▶ **Problem requirements**
Copy the records below word for word, from their first line through the line containing "x=450 y=176", and leave out the pictures.

==== Recorded data

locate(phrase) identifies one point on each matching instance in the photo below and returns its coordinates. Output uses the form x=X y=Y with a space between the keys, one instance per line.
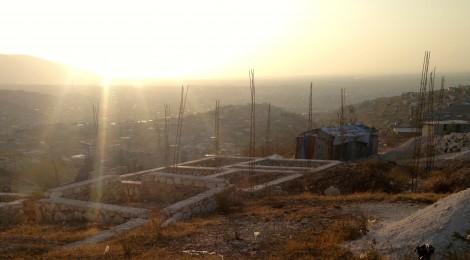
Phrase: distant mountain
x=23 y=69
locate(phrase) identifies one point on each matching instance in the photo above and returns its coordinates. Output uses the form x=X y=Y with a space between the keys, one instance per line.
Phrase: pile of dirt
x=363 y=176
x=445 y=225
x=450 y=176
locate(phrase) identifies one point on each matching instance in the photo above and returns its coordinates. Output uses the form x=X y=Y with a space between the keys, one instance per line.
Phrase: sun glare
x=161 y=39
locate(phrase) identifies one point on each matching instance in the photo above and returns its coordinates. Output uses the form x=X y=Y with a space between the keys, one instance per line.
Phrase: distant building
x=344 y=143
x=445 y=127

========

▶ **Answer for the task**
locate(phrase) identifies one point on each matching instance in the photo below and returns its coordinates. Output uses the form x=X y=Y with a space between the keys, one instance per line.
Phrase: distant mountain
x=23 y=69
locate(phrase) identifies one point on each matching instance in the photo above and returns its coordinates. Output uses the form x=X y=Y with a space between the keys, one instance per line.
Phrase: pile of dirt
x=363 y=176
x=445 y=225
x=450 y=176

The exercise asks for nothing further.